OBJECTIVE:
Reproduce the listing below word for word, leaving out the pictures.

MATERIAL TO PROCESS:
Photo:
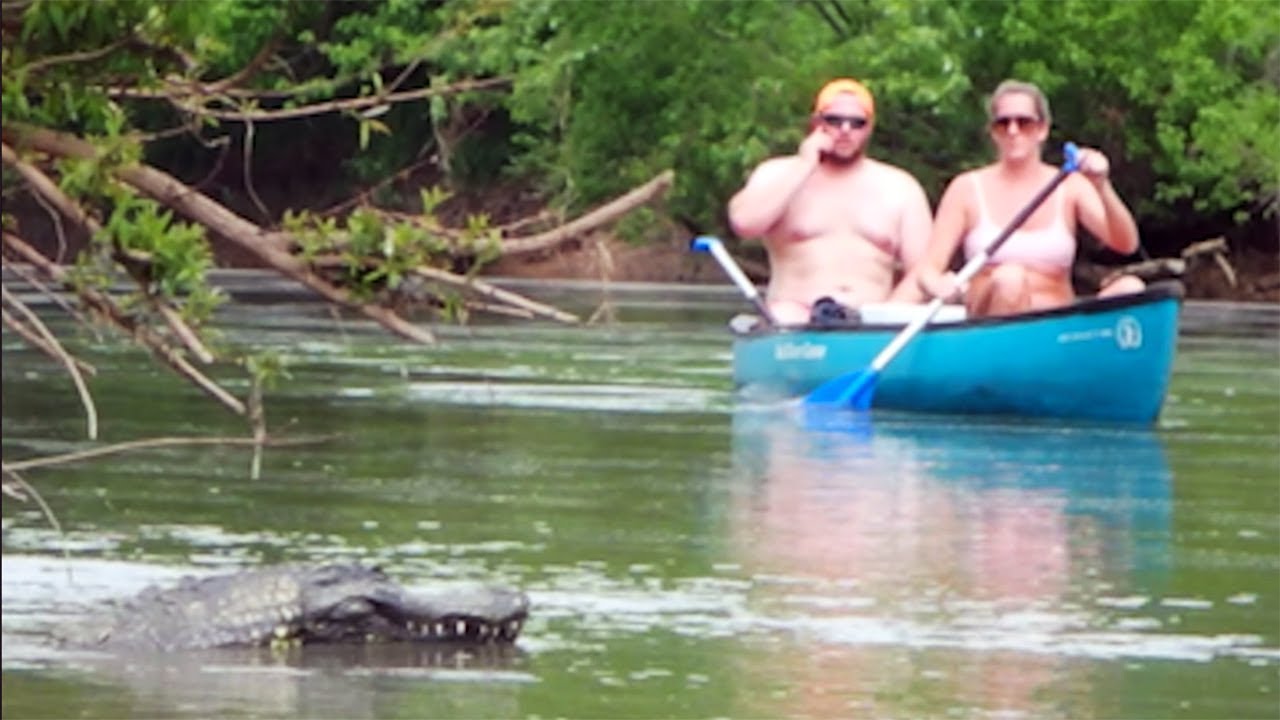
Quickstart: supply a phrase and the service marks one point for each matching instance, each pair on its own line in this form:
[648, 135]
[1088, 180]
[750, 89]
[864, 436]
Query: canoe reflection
[970, 548]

RESULT OF THIS TASK:
Photo:
Quickstart: supply a phrase and the service marks one point for each matching instance, each pair on its own line in this form:
[648, 135]
[1088, 180]
[750, 89]
[864, 436]
Query: canoe reflection
[970, 548]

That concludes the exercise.